Challenge: Please output every line of the material as it stands, without the pictures.
----- Raw data
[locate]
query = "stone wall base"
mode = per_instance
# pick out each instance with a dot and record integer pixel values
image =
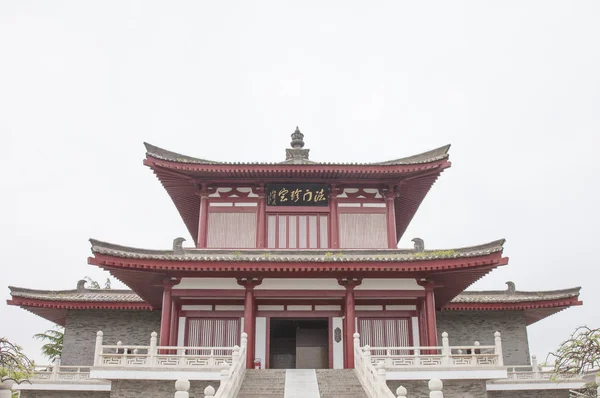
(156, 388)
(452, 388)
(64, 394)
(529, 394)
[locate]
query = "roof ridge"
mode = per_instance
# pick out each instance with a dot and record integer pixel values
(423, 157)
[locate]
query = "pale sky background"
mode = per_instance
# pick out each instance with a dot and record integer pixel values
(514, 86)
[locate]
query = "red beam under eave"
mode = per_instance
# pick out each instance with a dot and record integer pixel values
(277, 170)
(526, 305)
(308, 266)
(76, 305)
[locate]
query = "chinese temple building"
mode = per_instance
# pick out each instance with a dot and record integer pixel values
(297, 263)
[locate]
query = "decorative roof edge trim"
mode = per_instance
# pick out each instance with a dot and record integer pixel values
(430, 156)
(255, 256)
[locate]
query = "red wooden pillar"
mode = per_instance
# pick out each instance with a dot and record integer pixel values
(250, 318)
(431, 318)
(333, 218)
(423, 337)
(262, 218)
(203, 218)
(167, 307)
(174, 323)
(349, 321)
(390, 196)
----------
Correct output:
[locate]
query = "stone wall base"
mode = per_instance
# pick out each instance with a dot and record integer pixel values
image =
(156, 388)
(452, 388)
(64, 394)
(529, 394)
[locate]
query = "roof ridge"
mode = per_instance
# pick out each instance with a dot and record integer pixel values
(423, 157)
[locate]
query = "pale sky background"
mode = per_instance
# pick out each instance with a dot and record integer pixel values
(514, 86)
[locate]
query = "red beam under eave"
mode = per_instance
# pick out each instance with a dot and record integer pixel values
(277, 170)
(526, 305)
(308, 266)
(76, 305)
[locate]
query = "chinese temple building"
mode = per_instance
# pick out each instance with a dot and record integer pixel values
(297, 263)
[locate]
query = "decorative roof edge trim"
mode = per_instance
# pick out each instance with a dot and record integer pixel values
(430, 156)
(255, 256)
[locate]
query = "red wooden pillar"
mode = per_instance
# pick out each instance with a dot and record integer pixel values
(250, 318)
(431, 318)
(333, 218)
(423, 337)
(262, 218)
(203, 218)
(167, 307)
(174, 323)
(349, 321)
(390, 196)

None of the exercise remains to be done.